**Problem**
Render every line of the listing below as a Markdown table with the columns Row and Line, giving each line its own numbered row and skipping blank lines. Omit the pictures from your table.

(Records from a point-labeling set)
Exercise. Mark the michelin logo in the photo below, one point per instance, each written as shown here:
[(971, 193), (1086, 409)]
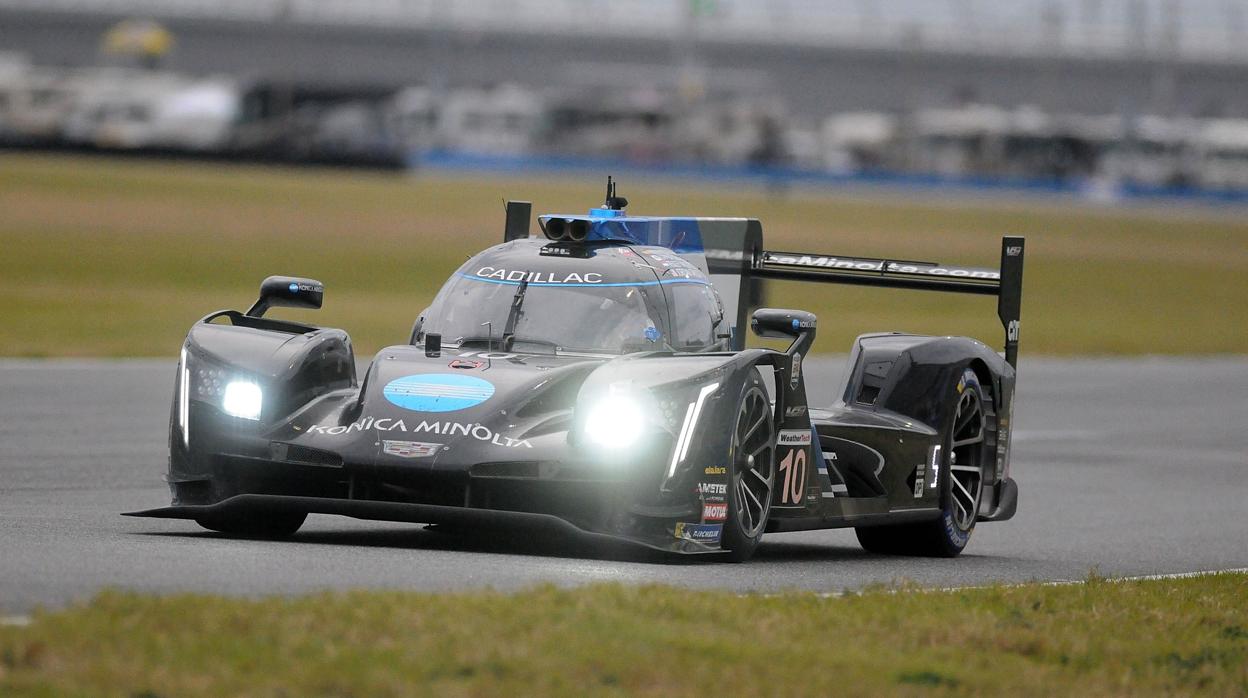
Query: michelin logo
[(820, 261)]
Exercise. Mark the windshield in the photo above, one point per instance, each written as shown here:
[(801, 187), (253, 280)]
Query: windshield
[(568, 317)]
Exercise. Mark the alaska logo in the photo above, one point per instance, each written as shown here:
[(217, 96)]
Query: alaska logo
[(438, 392)]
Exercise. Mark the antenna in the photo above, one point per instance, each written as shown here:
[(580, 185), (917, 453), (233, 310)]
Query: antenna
[(613, 202)]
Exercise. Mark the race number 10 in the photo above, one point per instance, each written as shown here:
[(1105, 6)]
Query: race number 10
[(793, 466)]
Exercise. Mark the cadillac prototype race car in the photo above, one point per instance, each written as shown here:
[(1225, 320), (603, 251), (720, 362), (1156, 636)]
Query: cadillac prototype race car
[(597, 378)]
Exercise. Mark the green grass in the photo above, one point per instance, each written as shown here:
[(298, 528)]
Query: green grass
[(1098, 638), (117, 257)]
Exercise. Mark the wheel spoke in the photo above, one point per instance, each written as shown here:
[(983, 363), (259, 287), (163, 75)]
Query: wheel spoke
[(763, 481), (976, 438), (966, 515), (965, 413)]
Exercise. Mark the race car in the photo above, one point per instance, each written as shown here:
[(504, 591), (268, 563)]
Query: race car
[(595, 378)]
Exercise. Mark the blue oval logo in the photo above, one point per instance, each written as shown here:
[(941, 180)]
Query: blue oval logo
[(438, 392)]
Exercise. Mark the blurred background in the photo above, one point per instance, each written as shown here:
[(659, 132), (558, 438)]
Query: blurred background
[(850, 126)]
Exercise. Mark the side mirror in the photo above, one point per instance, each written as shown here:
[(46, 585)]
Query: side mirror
[(779, 324), (287, 291), (418, 329)]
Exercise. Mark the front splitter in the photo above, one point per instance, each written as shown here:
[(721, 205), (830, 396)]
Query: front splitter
[(241, 505)]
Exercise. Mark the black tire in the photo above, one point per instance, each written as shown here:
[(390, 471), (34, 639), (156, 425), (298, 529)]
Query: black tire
[(964, 456), (255, 525), (751, 471)]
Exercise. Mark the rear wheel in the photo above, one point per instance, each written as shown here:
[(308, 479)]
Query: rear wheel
[(751, 471), (255, 525), (965, 453)]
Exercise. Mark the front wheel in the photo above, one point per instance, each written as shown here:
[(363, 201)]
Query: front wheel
[(965, 453), (255, 525), (751, 472)]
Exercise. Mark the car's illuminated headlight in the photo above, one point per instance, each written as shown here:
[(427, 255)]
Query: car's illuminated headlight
[(614, 422), (243, 400)]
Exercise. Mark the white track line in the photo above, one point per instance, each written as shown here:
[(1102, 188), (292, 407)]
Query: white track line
[(1060, 582)]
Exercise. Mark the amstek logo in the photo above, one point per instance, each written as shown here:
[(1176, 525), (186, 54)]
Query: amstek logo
[(443, 428), (539, 276), (711, 488)]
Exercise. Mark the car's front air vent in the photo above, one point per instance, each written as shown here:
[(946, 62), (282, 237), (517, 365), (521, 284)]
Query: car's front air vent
[(295, 453)]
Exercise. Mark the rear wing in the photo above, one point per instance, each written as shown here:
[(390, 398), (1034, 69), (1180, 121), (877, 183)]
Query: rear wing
[(738, 264), (730, 250)]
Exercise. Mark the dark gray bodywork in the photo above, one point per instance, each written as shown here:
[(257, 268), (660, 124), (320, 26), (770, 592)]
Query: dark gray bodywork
[(332, 442)]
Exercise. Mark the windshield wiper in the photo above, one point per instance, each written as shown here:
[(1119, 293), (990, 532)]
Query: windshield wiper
[(513, 316), (489, 341)]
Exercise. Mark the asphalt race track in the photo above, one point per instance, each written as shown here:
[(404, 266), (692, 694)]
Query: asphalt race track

**Solution**
| Row | Line |
|---|---|
| 1 | Exercise. Mark the michelin logo in the photo below, one point per instance, each written as shown here: |
| 2 | [(971, 193), (1086, 409)] |
| 3 | Query: michelin logo |
| 4 | [(820, 261)] |
| 5 | Exercise. Mark the windshield in the photo above, one point per instance, each written as shown here: |
| 6 | [(801, 187), (253, 280)] |
| 7 | Query: windshield |
| 8 | [(568, 317)] |
| 9 | Exercise. Mark the alaska logo in the photo above, one point per instance, each written as shown here: |
| 10 | [(217, 96)] |
| 11 | Query: alaska logo |
| 12 | [(438, 392)] |
| 13 | Exercise. Mark the antenna in the photo above, one point per instance, each written as shown here: |
| 14 | [(580, 185), (917, 453), (233, 310)] |
| 15 | Query: antenna |
| 16 | [(613, 202)] |
| 17 | Exercise. Mark the race number 10 in the photo above, one point per instance, each written as shown here: |
| 18 | [(1105, 6)] |
| 19 | Query: race number 10 |
| 20 | [(793, 466)] |
| 21 | Exercise. Mark the cadillac prototype race car in the photo above, one point per instance, each written as shown here: |
| 22 | [(1225, 320), (603, 251), (720, 362), (1156, 636)] |
| 23 | Query: cadillac prototype race car |
| 24 | [(597, 378)] |
| 25 | Exercise. Mark the green grass in the photo above, one point per instance, each written as shown here: |
| 26 | [(298, 528)] |
| 27 | Query: green grass |
| 28 | [(1098, 638), (117, 257)] |
| 29 | Exercise. Mark the wheel spoke in the photo above, one point per instance, each written as shown here: |
| 30 | [(983, 363), (259, 287), (163, 75)] |
| 31 | Query: wheel spoke |
| 32 | [(763, 481), (976, 438), (966, 515), (965, 413)] |
| 33 | Exercise. Mark the race car in the photo above, one point per instance, each written as shown here: |
| 34 | [(504, 591), (268, 563)] |
| 35 | Query: race car |
| 36 | [(595, 378)] |
| 37 | Exercise. Mark the blue oval logo in the photo above, one point per instance, each written as shown here: |
| 38 | [(941, 180)] |
| 39 | Query: blue oval logo |
| 40 | [(438, 392)] |
| 41 | Exercise. Mark the blurred background in the photo above, one point per instance, each written as shown here: |
| 42 | [(659, 132), (558, 438)] |
| 43 | Query: blurred background |
| 44 | [(850, 126)] |
| 45 | Exercise. Mark the side mirror in the photo above, one point per instance, each written as shown here: |
| 46 | [(46, 585)] |
| 47 | Query: side mirror |
| 48 | [(779, 324), (287, 291), (418, 329)] |
| 49 | Exercise. Mark the front splitter in the photo above, one point per instance, each written as shown here: |
| 50 | [(721, 205), (830, 396)] |
| 51 | Query: front splitter |
| 52 | [(241, 505)] |
| 53 | Exercise. Mark the black tire in the photo above, one point per instance, each written as shown here: |
| 54 | [(390, 471), (34, 639), (156, 425), (298, 529)] |
| 55 | Query: black tire |
| 56 | [(964, 456), (255, 525), (751, 471)] |
| 57 | Exercise. Mark the rear wheel in the photo above, one point per instance, each written as shown here: |
| 58 | [(308, 479)] |
| 59 | Query: rear wheel |
| 60 | [(751, 471), (255, 525), (965, 453)] |
| 61 | Exercise. Mark the front wheel in the photo above, one point per instance, each written as shown here: |
| 62 | [(363, 201)] |
| 63 | Query: front wheel |
| 64 | [(965, 453), (255, 525), (751, 472)] |
| 65 | Exercise. Mark the car's illuminated headlight in the photo above, one point per instance, each written as shown here: |
| 66 | [(427, 255)] |
| 67 | Query: car's illuminated headlight |
| 68 | [(614, 422), (243, 400)] |
| 69 | Exercise. Mark the white track line in the photo above, one point per instance, each written as shown here: |
| 70 | [(1102, 188), (292, 407)] |
| 71 | Query: white track line |
| 72 | [(1060, 582)] |
| 73 | Exercise. Mark the amstek logo in the photo above, one point per instance, each written as shown here: |
| 74 | [(1176, 525), (186, 54)] |
| 75 | Query: amstek logo |
| 76 | [(443, 428), (539, 276), (711, 488)] |
| 77 | Exercise. Mark the car's front air vent in the photo above, one point per instance, each written as shown here: |
| 78 | [(946, 62), (282, 237), (517, 365), (521, 284)] |
| 79 | Query: car's front air vent |
| 80 | [(295, 453)] |
| 81 | Exercise. Mark the rear wing in the photo above, one point per instance, each written as shown here: |
| 82 | [(390, 398), (1034, 69), (1180, 121), (877, 183)] |
| 83 | Query: rear wing |
| 84 | [(738, 264), (730, 250)] |
| 85 | Exercise. Mark the dark gray bodywork in the photo above, one point per instance, each written as shown here: |
| 86 | [(257, 268), (660, 124), (320, 26), (770, 592)] |
| 87 | Query: dark gray bodywork |
| 88 | [(332, 442)] |
| 89 | Exercise. Mark the windshield wiper in the photo above, one point per instance, each written as shown here: |
| 90 | [(1119, 293), (990, 532)] |
| 91 | Query: windshield wiper |
| 92 | [(513, 316), (489, 341)] |
| 93 | Exercise. Mark the asphalt race track in the photo above, one point per instance, each written as shown here: |
| 94 | [(404, 266), (692, 694)] |
| 95 | Query: asphalt race track |